* [Task directions]:
Rescale everything from the start of the listing down to the line containing "[164,114,280,185]", with both ends included. Repeat those lines with the request unchanged, multiplying each bounding box coordinate by 1.1 and rounding to whole numbers, halves up.

* [Region labeling records]:

-- begin --

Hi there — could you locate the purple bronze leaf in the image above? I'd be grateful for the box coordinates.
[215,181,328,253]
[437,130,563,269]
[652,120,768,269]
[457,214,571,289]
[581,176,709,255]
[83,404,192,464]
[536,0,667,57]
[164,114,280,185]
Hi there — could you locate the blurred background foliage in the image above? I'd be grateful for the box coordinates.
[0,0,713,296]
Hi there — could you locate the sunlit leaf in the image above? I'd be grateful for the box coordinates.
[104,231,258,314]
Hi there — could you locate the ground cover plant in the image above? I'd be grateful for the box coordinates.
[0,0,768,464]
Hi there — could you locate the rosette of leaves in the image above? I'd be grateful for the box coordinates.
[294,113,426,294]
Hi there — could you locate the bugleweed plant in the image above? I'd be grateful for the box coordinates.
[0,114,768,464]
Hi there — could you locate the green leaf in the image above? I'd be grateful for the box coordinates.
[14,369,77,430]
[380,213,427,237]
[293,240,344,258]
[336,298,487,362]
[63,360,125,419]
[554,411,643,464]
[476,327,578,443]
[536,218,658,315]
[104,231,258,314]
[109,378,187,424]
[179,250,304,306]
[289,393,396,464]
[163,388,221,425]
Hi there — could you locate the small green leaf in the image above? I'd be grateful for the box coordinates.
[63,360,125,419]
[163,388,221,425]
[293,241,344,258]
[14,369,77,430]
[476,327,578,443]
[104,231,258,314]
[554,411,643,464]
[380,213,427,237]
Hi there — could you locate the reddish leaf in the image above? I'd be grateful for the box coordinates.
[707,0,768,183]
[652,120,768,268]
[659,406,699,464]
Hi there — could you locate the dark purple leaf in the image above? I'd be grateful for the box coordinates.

-- end --

* [The result]:
Hi there — could you locate the purple bronze leaf in the image above? I'd be grateful for the box coordinates.
[237,199,361,278]
[481,143,619,296]
[717,132,845,296]
[503,235,628,318]
[639,194,780,281]
[91,444,211,510]
[590,0,734,63]
[180,125,308,204]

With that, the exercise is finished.